Take the entries below and print only the lines from the one with "box: [206, 156, 246, 249]" through the one with "negative clicks: (188, 251) (233, 150)", exactly as they stand, both ends included.

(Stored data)

•••••

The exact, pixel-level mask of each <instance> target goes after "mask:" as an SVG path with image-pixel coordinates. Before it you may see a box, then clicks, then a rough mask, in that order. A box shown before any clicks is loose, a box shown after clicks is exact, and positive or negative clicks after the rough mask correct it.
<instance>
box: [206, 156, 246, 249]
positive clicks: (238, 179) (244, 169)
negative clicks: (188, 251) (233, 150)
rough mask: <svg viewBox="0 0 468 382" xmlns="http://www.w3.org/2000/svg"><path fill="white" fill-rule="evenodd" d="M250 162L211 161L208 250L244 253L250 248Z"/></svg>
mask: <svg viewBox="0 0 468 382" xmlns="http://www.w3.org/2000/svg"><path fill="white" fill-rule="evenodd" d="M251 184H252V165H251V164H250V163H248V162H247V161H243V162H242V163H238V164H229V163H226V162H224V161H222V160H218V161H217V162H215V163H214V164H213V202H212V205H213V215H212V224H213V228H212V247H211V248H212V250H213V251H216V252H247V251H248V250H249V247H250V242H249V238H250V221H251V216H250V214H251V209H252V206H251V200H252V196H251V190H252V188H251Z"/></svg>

•••••

Exercise response —
box: [206, 156, 246, 249]
positive clicks: (238, 179) (244, 169)
negative clicks: (188, 251) (233, 150)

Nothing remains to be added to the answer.